[Free-text object descriptions]
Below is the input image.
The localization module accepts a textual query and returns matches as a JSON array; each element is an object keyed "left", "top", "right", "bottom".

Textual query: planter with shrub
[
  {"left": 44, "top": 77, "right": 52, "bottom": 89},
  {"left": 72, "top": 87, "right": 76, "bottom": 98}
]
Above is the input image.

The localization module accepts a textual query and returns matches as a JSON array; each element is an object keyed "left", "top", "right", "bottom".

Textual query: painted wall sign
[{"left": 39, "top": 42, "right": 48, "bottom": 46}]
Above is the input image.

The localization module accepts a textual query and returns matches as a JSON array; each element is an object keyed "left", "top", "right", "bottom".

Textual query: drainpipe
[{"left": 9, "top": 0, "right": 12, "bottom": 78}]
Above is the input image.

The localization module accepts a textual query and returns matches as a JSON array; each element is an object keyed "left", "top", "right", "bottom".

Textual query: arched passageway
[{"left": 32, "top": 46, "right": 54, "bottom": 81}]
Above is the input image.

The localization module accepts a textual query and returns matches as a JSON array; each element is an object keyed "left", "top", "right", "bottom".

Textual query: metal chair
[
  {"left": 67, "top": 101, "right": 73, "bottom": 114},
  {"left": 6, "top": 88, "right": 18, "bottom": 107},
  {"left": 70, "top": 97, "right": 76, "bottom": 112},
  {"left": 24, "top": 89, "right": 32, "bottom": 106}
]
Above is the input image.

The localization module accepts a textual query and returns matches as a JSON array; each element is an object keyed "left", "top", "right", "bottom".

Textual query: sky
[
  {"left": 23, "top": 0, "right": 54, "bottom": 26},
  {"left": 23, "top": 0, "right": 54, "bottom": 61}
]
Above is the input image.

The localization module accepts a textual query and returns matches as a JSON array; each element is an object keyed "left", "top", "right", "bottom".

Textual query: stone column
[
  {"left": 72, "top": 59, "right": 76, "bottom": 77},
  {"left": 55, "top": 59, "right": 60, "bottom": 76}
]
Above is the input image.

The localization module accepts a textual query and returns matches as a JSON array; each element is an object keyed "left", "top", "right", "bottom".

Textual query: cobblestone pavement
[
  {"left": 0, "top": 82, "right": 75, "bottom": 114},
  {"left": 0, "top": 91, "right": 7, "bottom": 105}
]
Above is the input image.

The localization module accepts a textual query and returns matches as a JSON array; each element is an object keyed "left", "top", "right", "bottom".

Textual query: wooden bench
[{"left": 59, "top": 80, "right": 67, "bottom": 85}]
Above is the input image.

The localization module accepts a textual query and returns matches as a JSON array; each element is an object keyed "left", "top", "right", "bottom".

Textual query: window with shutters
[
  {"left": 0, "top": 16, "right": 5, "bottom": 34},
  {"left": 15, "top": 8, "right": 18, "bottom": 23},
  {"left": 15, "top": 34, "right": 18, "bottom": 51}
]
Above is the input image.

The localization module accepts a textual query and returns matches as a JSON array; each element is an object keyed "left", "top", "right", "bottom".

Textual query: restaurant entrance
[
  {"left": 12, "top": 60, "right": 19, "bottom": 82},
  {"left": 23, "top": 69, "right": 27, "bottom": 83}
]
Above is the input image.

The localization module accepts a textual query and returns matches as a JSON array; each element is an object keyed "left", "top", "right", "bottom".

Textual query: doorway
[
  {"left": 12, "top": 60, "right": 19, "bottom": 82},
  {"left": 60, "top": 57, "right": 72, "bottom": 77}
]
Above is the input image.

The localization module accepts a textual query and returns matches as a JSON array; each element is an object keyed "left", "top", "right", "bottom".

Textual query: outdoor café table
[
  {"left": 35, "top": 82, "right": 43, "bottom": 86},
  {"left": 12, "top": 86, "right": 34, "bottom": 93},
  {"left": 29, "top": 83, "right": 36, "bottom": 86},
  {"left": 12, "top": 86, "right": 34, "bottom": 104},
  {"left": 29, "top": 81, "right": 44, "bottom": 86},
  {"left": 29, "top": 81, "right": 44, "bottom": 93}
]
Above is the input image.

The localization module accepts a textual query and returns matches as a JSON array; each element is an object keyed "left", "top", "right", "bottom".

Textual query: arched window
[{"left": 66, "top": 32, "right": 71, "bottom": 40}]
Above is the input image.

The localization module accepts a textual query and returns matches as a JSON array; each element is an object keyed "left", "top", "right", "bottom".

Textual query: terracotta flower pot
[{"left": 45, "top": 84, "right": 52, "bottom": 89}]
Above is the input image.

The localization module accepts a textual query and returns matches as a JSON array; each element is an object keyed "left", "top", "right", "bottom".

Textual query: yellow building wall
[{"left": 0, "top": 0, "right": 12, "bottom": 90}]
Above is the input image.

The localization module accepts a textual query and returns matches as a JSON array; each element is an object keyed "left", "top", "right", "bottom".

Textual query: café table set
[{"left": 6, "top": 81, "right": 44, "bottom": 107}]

WHAT YOU ARE ASKED TO DO » Would you set down all of the entries again, word for word?

EXERCISE OUTPUT »
Below is the input image.
The localization module accepts a textual query and returns matches as a JSON array; each element is an object keyed "left", "top", "right", "bottom".

Textual query: planter with shrub
[
  {"left": 44, "top": 77, "right": 52, "bottom": 89},
  {"left": 72, "top": 87, "right": 76, "bottom": 98}
]
Above is the input image.

The localization module accepts a textual query and returns matches as a JSON array; each element is an object keyed "left", "top", "right", "bottom".

Textual query: painted wall sign
[{"left": 39, "top": 42, "right": 48, "bottom": 46}]
Above is the input image.

The localization module accepts a textual query and returns matches as a JSON array; each element is an object keyed "left", "top", "right", "bottom".

Textual query: drainpipe
[{"left": 9, "top": 0, "right": 12, "bottom": 78}]
Above is the input image.

The localization module accepts a textual query and returns matches as a JSON array; each element is an object keyed "left", "top", "right", "bottom".

Textual query: arched passageway
[{"left": 32, "top": 46, "right": 54, "bottom": 81}]
Above is the input image.

The localization module accepts a textual query and returns matches as a JSON array; each element is an object keyed "left", "top", "right", "bottom".

Textual query: metal chair
[
  {"left": 67, "top": 101, "right": 73, "bottom": 114},
  {"left": 6, "top": 88, "right": 18, "bottom": 107},
  {"left": 70, "top": 97, "right": 76, "bottom": 112},
  {"left": 24, "top": 89, "right": 32, "bottom": 106}
]
Above is the input image.

The localization module accepts a textual query and returns matches as a JSON array; each element is an object keyed "left", "top", "right", "bottom".

Textual query: sky
[
  {"left": 23, "top": 0, "right": 54, "bottom": 26},
  {"left": 23, "top": 0, "right": 54, "bottom": 61}
]
Above is the input image.

The localization module accepts a textual query and returns matches as a JSON array; each element is an object keyed "left", "top", "right", "bottom".

Textual query: stone column
[
  {"left": 72, "top": 59, "right": 76, "bottom": 77},
  {"left": 55, "top": 59, "right": 60, "bottom": 76}
]
Above is the input image.

The localization module accepts a textual query and returns matches as a JSON array; each element is an object keyed "left", "top", "right", "bottom".

Textual query: cobblestone pavement
[
  {"left": 0, "top": 82, "right": 75, "bottom": 114},
  {"left": 0, "top": 91, "right": 7, "bottom": 105}
]
Above is the input image.

The localization module accepts a textual query and returns matches as a JSON array; each element is an object keyed "left", "top", "right", "bottom".

Textual query: wooden bench
[{"left": 59, "top": 80, "right": 67, "bottom": 85}]
Above is the input image.

The localization module accepts a textual query and returns matches as a JSON array; each element is an object keyed "left", "top", "right", "bottom".

Textual query: window with shutters
[
  {"left": 0, "top": 16, "right": 5, "bottom": 34},
  {"left": 15, "top": 8, "right": 18, "bottom": 23},
  {"left": 15, "top": 34, "right": 18, "bottom": 51}
]
Above is the input image.

The localization module accepts a textual query and returns matches as a JSON array; each element is an object keyed "left", "top", "right", "bottom".

Textual query: restaurant entrance
[
  {"left": 12, "top": 60, "right": 19, "bottom": 82},
  {"left": 23, "top": 69, "right": 27, "bottom": 83}
]
Above is the input image.

The localization module accepts a textual query and returns matches as a JSON array; each element is an object keyed "left", "top", "right", "bottom".

Textual query: doorway
[
  {"left": 12, "top": 60, "right": 19, "bottom": 82},
  {"left": 60, "top": 57, "right": 72, "bottom": 77}
]
Above is the input image.

The localization module accepts a textual query and returns matches as a JSON array; each element is an object keyed "left", "top", "right", "bottom".

Textual query: outdoor café table
[
  {"left": 35, "top": 82, "right": 43, "bottom": 86},
  {"left": 12, "top": 86, "right": 34, "bottom": 93},
  {"left": 29, "top": 83, "right": 36, "bottom": 86},
  {"left": 12, "top": 86, "right": 34, "bottom": 104},
  {"left": 29, "top": 81, "right": 44, "bottom": 86},
  {"left": 29, "top": 81, "right": 44, "bottom": 93}
]
Above is the input image.

The localization module accepts a textual query and returns matches as a JSON array; each element is an object keyed "left", "top", "right", "bottom".

Textual query: arched window
[{"left": 66, "top": 32, "right": 71, "bottom": 40}]
Above is the input image.

The localization module accepts a textual query and returns matches as a JSON array; each element is an object keyed "left", "top", "right", "bottom".

Textual query: terracotta flower pot
[{"left": 45, "top": 84, "right": 52, "bottom": 89}]
Above is the input image.

The localization module accepts a textual query and returns matches as a JSON array; each element is an object keyed "left", "top", "right", "bottom".

Textual query: yellow building wall
[{"left": 0, "top": 0, "right": 12, "bottom": 90}]
Above is the input image.

The localization module accepts a textual query and returns matches as a JSON array; each element is an object keyed "left", "top", "right", "bottom".

Textual query: café table set
[{"left": 6, "top": 81, "right": 44, "bottom": 107}]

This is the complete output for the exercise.